___ Quoted passage
6) Be consistent and concrete
Modeling emotional regulation means maintaining consistency even if it would be easier to give in and avoid the difficult interaction. It also means providing very concrete choices in the moment rather than asking an open-ended question, such as "Why are you doing that?" A better question might be " I see you crying, what happened to make you sad?" In this example, you provide a clue that crying often indicates that one is sad, and by asking "what" instead of "why", you can cue into a specific interaction/situation. You can then follow that up with validating their feelings, providing a small amount of choices that help the child navigate their situation, or intervening to help them solve a problem. For instance,
P: I see you crying, what happened to make you sad?"
C: You said no more cookies!
P: Oh, you're upset I said you can't have any more cookies.
C: You're being mean!
P: You're really upset that the cookies are put away for the night.
C: Yeah, I want more!
P: It looks like you're pretty sad right now. Would you like a hug to help you cool down, or would you like to cool down on your own?
______
___ Raw data
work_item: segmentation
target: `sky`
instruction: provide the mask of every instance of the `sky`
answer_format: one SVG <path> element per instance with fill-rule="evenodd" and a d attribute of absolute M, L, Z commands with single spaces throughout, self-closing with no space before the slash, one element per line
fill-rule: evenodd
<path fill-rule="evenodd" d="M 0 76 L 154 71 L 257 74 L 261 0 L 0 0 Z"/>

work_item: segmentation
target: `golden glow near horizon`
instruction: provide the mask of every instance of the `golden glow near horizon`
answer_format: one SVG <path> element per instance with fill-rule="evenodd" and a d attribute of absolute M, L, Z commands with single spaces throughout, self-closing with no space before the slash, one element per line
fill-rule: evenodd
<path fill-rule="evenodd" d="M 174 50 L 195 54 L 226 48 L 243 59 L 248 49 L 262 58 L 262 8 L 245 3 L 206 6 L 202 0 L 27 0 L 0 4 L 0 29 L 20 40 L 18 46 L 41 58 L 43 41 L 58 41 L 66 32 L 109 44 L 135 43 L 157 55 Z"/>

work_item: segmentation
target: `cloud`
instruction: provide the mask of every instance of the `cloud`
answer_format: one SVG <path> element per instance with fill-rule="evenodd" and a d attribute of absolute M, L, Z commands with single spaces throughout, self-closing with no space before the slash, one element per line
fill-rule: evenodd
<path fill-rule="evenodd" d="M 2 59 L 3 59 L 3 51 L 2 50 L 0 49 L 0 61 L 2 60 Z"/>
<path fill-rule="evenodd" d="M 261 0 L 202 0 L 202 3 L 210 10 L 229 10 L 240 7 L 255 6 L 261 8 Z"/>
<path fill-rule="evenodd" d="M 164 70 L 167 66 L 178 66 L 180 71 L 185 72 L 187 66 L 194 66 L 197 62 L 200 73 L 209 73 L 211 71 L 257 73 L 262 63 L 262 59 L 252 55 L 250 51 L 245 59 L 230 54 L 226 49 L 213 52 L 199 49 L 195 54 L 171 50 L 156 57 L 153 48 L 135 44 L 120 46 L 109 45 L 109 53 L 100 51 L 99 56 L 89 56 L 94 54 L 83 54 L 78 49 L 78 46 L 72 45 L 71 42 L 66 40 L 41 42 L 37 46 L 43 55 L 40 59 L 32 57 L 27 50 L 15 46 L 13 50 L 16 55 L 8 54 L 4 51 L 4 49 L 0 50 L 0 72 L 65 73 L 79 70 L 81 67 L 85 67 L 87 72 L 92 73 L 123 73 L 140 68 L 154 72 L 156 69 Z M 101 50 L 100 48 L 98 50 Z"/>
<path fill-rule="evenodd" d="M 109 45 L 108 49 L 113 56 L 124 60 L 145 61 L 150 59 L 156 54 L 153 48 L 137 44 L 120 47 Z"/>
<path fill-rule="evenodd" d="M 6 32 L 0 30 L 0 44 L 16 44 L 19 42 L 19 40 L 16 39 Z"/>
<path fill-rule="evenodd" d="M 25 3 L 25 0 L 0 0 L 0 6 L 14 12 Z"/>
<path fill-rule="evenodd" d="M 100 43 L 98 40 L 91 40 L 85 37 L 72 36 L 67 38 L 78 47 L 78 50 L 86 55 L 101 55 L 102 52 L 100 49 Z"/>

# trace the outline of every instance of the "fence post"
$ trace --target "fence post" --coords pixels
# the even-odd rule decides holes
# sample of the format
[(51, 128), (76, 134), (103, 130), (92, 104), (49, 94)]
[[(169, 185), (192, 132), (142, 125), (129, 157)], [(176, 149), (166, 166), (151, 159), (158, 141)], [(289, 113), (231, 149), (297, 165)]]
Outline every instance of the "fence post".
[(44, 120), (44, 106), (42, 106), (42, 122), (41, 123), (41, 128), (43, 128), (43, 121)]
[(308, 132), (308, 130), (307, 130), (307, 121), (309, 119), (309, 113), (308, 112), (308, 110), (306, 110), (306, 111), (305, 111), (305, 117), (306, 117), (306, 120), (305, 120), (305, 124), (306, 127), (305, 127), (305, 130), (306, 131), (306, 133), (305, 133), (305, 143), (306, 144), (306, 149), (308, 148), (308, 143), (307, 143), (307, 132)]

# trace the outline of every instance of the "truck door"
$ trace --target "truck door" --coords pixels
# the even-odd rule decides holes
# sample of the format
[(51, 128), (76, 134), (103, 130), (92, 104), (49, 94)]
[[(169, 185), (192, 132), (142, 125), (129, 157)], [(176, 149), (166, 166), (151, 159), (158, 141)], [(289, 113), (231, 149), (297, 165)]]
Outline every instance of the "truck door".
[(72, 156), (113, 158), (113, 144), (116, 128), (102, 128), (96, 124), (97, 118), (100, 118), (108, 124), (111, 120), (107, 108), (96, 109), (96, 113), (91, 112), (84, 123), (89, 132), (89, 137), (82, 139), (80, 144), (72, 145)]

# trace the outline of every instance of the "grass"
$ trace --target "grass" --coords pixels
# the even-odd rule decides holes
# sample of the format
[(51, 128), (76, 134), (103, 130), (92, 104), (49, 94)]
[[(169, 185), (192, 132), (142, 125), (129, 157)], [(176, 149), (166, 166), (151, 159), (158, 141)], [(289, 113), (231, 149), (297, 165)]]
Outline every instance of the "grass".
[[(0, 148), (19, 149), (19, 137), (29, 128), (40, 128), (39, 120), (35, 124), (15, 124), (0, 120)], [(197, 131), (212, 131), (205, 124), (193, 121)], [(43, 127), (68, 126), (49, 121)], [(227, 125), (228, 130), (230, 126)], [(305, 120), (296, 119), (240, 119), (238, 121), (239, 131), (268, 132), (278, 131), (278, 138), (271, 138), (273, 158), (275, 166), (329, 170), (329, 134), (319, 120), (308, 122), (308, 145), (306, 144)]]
______
■ What to work on:
1. According to the passage on being consistent and concrete, what question is a better choice than "Why are you doing that?"
2. Copy the passage on being consistent and concrete word for word, starting at "C: You said" and ending at "on your own?".
3. Using the passage on being consistent and concrete, decide whether each statement agrees with it, answering yes or no and quoting the deciding words: (a) The passage recommends asking "why" rather than "what." (b) In the sample exchange, the child is upset about cookies. (c) The parent ends by offering a choice between a hug and cooling down alone.

■ Numbered responses:
1. "I see you crying, what happened to make you sad?"

2.
C: You said no more cookies!
P: Oh, you're upset I said you can't have any more cookies.
C: You're being mean!
P: You're really upset that the cookies are put away for the night.
C: Yeah, I want more!
P: It looks like you're pretty sad right now. Would you like a hug to help you cool down, or would you like to cool down on your own?

3.
(a) No: "by asking "what" instead of "why", you can cue into a specific interaction/situation"
(b) Yes: "You said no more cookies!"
(c) Yes: "Would you like a hug to help you cool down, or would you like to cool down on your own?"